▶ _KUTIPAN_

It's just the homesick that sometimes makes me feel alone...

Saturday, 13 July 2013

Here I am

Hola!!! Hehehe... Yup, akhirnya aku berada di Australia, Melbourne tepatnya. Hampir seminggu sejak aku pertama tiba di sini. Masih ada banyak hal yang harus kupelajari dari tempat ini, termasuk juga beradaptasi dengan lingkungan, orang-orang sekitar serta budayanya. Apalagi adaptasi soal makanannya. Memang susah deh kalau perutnya perut Asia, carinya nasi melulu. Hehehe. 

Anyway, tiba di sini aku benar-benar sendirian. Untuk pengalaman yang pertama kalinya, bisa dibilang nekat juga. Tiba di Bandara Internasional Melbourne, pasang tampang mahasiswa-internasional-yang-sudah-sering-pergi-pulang melewati custom yang katanya super ketat. Setelah antrian panjang yang memakan waktu kurang lebih satu jam, akhirnya aku menghirup udara Melbourne yang dinginnya menusuk hingga tulang (lebay). Lalu aku segera menyusup ke dalam antrian taxi dan 45 menit kemudian aku tiba di alamat yang dituju. Sampai di situ semuanya berjalan lancar. 

Esok harinya, dengan berbekal kenekatan, sepenggal informasi dari sang pemilik rumah dan doa sebelum berangkat, aku menuju stasiun kereta. Untunglah sang pemilik rumah juga hendak berangkat kerja. Maka dia yang mengantarku ke stasiun karena sebetulnya aku harus naik bis sekali untuk ke stasiun kereta. Dari stasiun kereta, katanya, aku harus turun di stasiun Melbourne Central lalu cukup berjalan kaki sedikit menuju kampusku. Ok, gampang kalau begitu, batinku. Tiba di Melbourne Central, dengan hanya mengikuti papan petunjuk arah, aku menuju pintu keluar ke Swanston St. Berhasil! Ingin rasanya aku mengarahkan tinju ke udara saking senangnya (lebay kuadrat). Hahaha... Selanjutnya aku hanya berpatokan pada Map dari ponselku, dan akhirnya aku tiba di kampusku.

▶ _SOAL LATIHAN_
Salin tanpa perubahan bagian kutipan tentang kedatangan di Melbourne. Bagian itu dibuka dengan kata-kata yang memuat "Saturday, 13 July" dan ditutup dengan "nasi melulu. Hehehe.".

▶ _CUPLIKAN DATA_
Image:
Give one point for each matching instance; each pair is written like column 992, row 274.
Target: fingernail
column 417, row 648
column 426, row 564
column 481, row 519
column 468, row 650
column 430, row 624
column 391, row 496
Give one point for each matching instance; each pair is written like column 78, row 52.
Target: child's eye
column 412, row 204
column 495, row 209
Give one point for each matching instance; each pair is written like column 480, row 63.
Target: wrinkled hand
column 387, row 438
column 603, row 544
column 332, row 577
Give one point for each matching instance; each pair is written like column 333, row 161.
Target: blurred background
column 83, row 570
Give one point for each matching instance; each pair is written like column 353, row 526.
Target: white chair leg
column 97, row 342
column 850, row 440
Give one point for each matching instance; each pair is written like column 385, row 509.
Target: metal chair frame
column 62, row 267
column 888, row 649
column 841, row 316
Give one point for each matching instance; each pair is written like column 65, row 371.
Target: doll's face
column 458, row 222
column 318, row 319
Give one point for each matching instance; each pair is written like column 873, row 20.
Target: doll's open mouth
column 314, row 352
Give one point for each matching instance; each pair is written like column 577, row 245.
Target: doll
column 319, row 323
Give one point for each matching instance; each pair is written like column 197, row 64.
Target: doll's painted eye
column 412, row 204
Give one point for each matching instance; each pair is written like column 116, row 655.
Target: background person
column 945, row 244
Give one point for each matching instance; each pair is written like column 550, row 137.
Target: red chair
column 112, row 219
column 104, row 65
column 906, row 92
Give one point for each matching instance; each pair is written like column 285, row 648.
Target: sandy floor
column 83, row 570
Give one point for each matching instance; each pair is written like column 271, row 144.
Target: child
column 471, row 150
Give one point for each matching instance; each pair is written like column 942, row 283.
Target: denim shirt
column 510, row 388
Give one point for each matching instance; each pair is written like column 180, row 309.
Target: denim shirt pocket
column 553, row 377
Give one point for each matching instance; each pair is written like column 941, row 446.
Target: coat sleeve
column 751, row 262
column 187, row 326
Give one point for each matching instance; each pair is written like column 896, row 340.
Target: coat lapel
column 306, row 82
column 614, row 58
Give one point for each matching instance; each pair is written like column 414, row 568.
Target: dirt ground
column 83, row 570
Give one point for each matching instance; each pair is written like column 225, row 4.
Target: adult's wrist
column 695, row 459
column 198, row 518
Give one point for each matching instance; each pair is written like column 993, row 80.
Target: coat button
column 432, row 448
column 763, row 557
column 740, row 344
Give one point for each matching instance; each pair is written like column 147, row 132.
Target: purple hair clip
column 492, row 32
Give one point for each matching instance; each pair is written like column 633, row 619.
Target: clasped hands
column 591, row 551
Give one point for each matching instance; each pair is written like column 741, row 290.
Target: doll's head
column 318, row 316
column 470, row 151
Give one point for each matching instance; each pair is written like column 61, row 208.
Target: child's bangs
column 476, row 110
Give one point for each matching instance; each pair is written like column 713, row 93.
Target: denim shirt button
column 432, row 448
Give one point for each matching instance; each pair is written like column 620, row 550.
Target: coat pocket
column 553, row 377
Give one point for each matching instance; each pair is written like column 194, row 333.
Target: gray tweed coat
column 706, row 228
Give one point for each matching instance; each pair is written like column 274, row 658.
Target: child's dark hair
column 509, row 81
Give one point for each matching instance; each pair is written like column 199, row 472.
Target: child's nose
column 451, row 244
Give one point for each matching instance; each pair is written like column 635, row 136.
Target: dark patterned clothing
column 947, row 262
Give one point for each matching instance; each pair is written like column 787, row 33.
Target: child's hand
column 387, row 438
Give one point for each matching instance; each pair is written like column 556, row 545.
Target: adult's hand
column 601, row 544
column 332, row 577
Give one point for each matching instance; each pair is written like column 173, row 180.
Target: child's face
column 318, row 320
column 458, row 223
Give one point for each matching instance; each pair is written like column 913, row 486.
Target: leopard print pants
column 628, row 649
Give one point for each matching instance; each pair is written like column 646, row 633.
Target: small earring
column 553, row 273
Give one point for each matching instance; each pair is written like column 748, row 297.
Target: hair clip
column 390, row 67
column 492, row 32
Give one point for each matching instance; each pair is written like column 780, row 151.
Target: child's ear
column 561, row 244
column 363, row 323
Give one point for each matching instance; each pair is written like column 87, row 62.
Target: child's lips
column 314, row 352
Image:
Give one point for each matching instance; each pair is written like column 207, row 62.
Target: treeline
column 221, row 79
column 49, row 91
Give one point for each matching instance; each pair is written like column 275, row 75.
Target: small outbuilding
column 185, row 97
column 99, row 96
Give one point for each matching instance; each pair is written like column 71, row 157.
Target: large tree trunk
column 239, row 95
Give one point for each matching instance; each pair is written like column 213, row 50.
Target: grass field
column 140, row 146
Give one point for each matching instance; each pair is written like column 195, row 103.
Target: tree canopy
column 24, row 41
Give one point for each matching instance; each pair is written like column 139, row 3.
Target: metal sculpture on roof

▶ _JAWABAN_
Saturday, 13 July 2013

Here I am

Hola!!! Hehehe... Yup, akhirnya aku berada di Australia, Melbourne tepatnya. Hampir seminggu sejak aku pertama tiba di sini. Masih ada banyak hal yang harus kupelajari dari tempat ini, termasuk juga beradaptasi dengan lingkungan, orang-orang sekitar serta budayanya. Apalagi adaptasi soal makanannya. Memang susah deh kalau perutnya perut Asia, carinya nasi melulu. Hehehe.